Reading passage:
******************************

# auto top offs or continuous water changer



## fishwolfe (Mar 27, 2005)

can i see how you guys have your auto water changers/flow through continuous water setups?i have 3 tanks that i want to add a central water changer to keep the levels up.i was thinking of a reservoir tank to allow for chlorine to dispersal then pumped to the tanks.any ideas or directions would be most appreciated


----------



## Mcdaphnia (Dec 16, 2003)

A reservoir tank is a great idea, since top-off water should be RO, or you will end up accumulating salts and other dissolved chemicals in your tank. Even if you decide to DIY it, you should wander over to the reef side of your favorite pet shops and check out the top-off equipment and the RO units.


----------



## fishwolfe (Mar 27, 2005)

well the lfs is a mom n pop shop,no saltwater.the main store i go to is freshwater only and is one of the countries best shops imo.the only saltwater store i know is about 2hrs one way from me.i looked at fmueller's site but i really dont have a way to drain this.i could but it would take allot more work which is an option.


----------



## Mcdaphnia (Dec 16, 2003)

Maybe there is a discus breeder near you who uses a top-off system with RO. It seems a lot of them do something like that. You may find something on the discus boards here, or the reef boards elsewhere.


----------



## fishwolfe (Mar 27, 2005)

thanks mcdaphnia.im going to keep looking.


----------



## fishwolfe (Mar 27, 2005)

well after some late night reading it seems that most top offs don't accomplish much.instead of manually filling the sump you fill the auto top off reservoir.so now you have more equipment to deal with and more space taken up by it.
i had an idea last night and i'll be trying it out soon.I'm going to tap into the water line and run it into a filter,then plumb it into a float valve in a rubber maid tub reservoir.in it will be a pump connected to a float switch and relay that's in my sump.when the float switch trips, the pump turns on and the water is pumped to the sump,opening the float letting water in the reservoir from the filter.this way its a true hands off set-up.let me know if you see any problems or have any suggestions.


----------



## Number6 (Mar 13, 2003)

I've seen float switches get stuck and I've seen float valves corrode.

I suggest a PVC float valve, check the float switch frequently and have a flood alarm sitting on the floor! Personally, I would not try that... unless this was in a basement with cement floors, but that's just my paranoia kicking in.


----------



## Mcdaphnia (Dec 16, 2003)

Number6 said:


> I've seen float switches get stuck and I've seen float valves corrode.
> 
> I suggest a PVC float valve, check the float switch frequently and have a flood alarm sitting on the floor! Personally, I would not try that... unless this was in a basement with cement floors, but that's just my paranoia kicking in.


 You are not paranoid. The reef boards have people with this kind of set up from a RO unit instead of direct from the tap. That actually reduces the scope of a possible problem but the threads are full of them anyway.


----------



## fishwolfe (Mar 27, 2005)

well its not a basement its my rec room/mini fish room.i guess I'll keep lugging buckets.or i'll switch out the faucet in the bathroom to accept a python.


----------



## kornphlake (Feb 12, 2004)

You could install an overflow in the tub in case the float valve got stuck on it wouldn't spill all over the floor. You could plumb the overflow to a drain or attach a hose so it would direct the water out across your driveway or some other place you'd notice it (I'd likely not notice water flowing across my driveway during the monsoon season, but it sure would grab my attention in July.)

See if you can get a hold of Roland (angelman) over on GPAS.org, I'm pretty sure he's got a water change system on his central filtration.


----------



## fishwolfe (Mar 27, 2005)

thanks korn.i'll shoot him a pm.maybe i'll just plumb in a drain and faucet right in my room.i think the landlord wont care :wink:


----------

******************************

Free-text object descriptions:
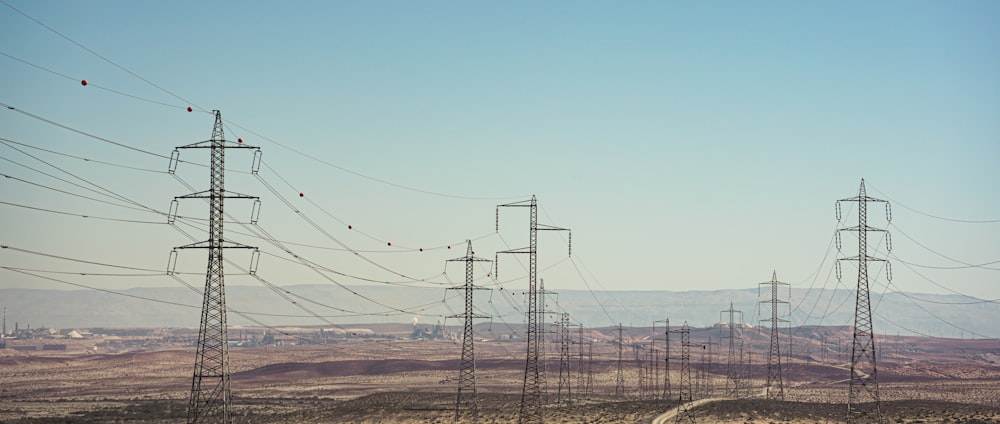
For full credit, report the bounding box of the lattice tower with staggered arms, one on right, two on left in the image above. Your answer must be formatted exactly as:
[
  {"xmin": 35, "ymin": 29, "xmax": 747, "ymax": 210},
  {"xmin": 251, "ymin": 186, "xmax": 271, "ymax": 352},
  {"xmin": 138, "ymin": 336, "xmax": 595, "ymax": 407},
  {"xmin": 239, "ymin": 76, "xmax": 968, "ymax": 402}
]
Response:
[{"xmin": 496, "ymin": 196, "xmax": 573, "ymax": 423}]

******************************

Your goal: In the forum thread on auto top-offs, what two failures does Number6 say they have seen?

Written answer: Float switches getting stuck and float valves corroding.